Au visa des articles L.131-1 et L.131-2 du code des procédures civiles d’exécution, les demandeurs sollicitent que soit prononcée une astreinte pour assurer l’exécution de l’expulsion, soulignant que Monsieur [O] [B] [F] ne justifie d’aucune démarche de relogement, aurait refusé des propositions de logement, et qu’il dispose de ressources suffisantes pour obtenir un nouveau logement.
Par application de l’article 1240 du code civil ils demandent d’être indemnisés pour l’occupation de leur bien immobilier.
Monsieur [O] [B] [F], représenté par son conseil, demande à titre principal l’annulation du congé délivré le 4 février 2021, et à titre subsidiaire que les demandeurs soient déboutés de leur demande d’astreinte. En tout état de cause, il sollicite que Monsieur [E] et Madame [E] soient condamnés aux dépens.
Au soutien de ses prétentions, Monsieur [O] [B] [F] fait valoir que le numéro [Adresse 6] à [Localité 9] n’existe plus et que par conséquent le congé délivré à cette adresse est nul. Il explique en outre que la date visée par le congé n’a pas été correctement déterminée, et que Monsieur [O] [B] [F] ne pouvait renoncer à une option dont il n’avait pas connaissance.
A titre subsidiaire, il fait valoir que l’astreinte n’est pas proportionnée à la demande et que Monsieur [O] [B] [F] justifie de démarches de relogement.
L’affaire a été mise en délibéré au 18 mars 2024.

EXTRAIT DE DONNÉES:
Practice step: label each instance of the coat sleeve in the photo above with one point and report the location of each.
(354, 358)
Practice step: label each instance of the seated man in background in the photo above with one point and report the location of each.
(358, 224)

À FAIRE:
a - Résumez en trois phrases l'extrait sur le litige locatif.
b - Prolongez l'extrait sur le litige locatif au-delà de sa dernière phrase.

EN RÉPONSE:
a - Les demandeurs réclament une astreinte pour assurer l'exécution de l'expulsion de Monsieur [O] [B] [F], ainsi qu'une indemnisation pour l'occupation de leur bien immobilier. Monsieur [O] [B] [F] demande à titre principal l'annulation du congé délivré le 4 février 2021, au motif que l'adresse visée n'existe plus et que la date du congé a été mal déterminée. À titre subsidiaire, il demande le rejet de l'astreinte, qu'il juge disproportionnée, et l'affaire a été mise en délibéré au 18 mars 2024.

b -
MOTIFS
I. Sur la demande d’expulsion et ses conséquences
- Sur la durée du bail
Il ressort de la lecture conjointe des articles 10 et 13 de la loi n° 89-462 du 6 juillet 1989 que le contrat de location est conclu pour une durée au moins égale à trois ans pour les bailleurs personnes physiques ainsi que pour les bailleurs définis à l'article 13, les sociétés civiles immobilières constituées exclusivement entre parents et alliés jusqu’au quatrième degré inclus, et à 6 ans pour les bailleurs personnes morales. L’article 10 dispose que si le bailleur ne donne pas congé dans les conditions de forme et de délai prévues à l'article 15, le contrat de location parvenu à son terme est soit reconduit tacitement, soit renouvelé. En cas de reconduction tacite, la durée du contrat reconduit est de 3 ans pour les bailleurs personnes physiques ainsi que lorsque le bailleur est une société civile constituée exclusivement entre parents et alliés jusqu'au quatrième degré inclus, et de 6 ans pour les bailleurs personnes morales.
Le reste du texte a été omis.